* 依頼事項 1 *
本文抜粋のうち「全曲を通して聴くのは久しぶりで、ほとんど約43分間。」から「色彩によって表現されている。」まで（両端を含む）を、「マラルメ」を「ヴェルレーヌ」に改めた形で書き直してください。
* 依頼事項 2 *
本文抜粋によれば、12曲それぞれの標題はどこにどのような形で記載されていましたか。

---------- 本文抜粋

全曲を通して聴くのは久しぶりで、ほとんど約43分間。
ドビュッシー後期の最高傑作だとやっぱり思った。
印象主義的作風が完璧な形で結実したとやっぱり思った。
12曲にはそれぞれ標題が付いているけれど、それは曲の冒頭ではなく、最後に括弧付きで記載されていた。
これは印象主義的という言葉を限りなく純音楽的な観点から聴かせるための彼なりの工夫だと思う。
個々の作品の組み立てはマラルメの詩のように簡潔であり、透明感と矛盾するぎりぎりまで突き詰められた色彩によって表現されている。

ボクはこの作品に関してはミケランジェリ以外には考えられない。
モノラルでレンジの限界をやすやすと聴衆のイメージの中に解放して見せたギーゼキングの名演奏は素晴らしいものであることは間違いないけれど、近代ピアノが完璧に鳴りきった音で表現されたこの12曲の唯美と完璧は曲自体が語る全てを描き出している。

--------------------
---------- 提供資料

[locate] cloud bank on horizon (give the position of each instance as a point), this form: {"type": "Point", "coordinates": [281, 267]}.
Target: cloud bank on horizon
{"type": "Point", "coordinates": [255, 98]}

--------------------

* 正答 1 *
全曲を通して聴くのは久しぶりで、ほとんど約43分間。
ドビュッシー後期の最高傑作だとやっぱり思った。
印象主義的作風が完璧な形で結実したとやっぱり思った。
12曲にはそれぞれ標題が付いているけれど、それは曲の冒頭ではなく、最後に括弧付きで記載されていた。
これは印象主義的という言葉を限りなく純音楽的な観点から聴かせるための彼なりの工夫だと思う。
個々の作品の組み立てはヴェルレーヌの詩のように簡潔であり、透明感と矛盾するぎりぎりまで突き詰められた色彩によって表現されている。

* 正答 2 *
曲の冒頭ではなく、最後に括弧付きで記載されていました。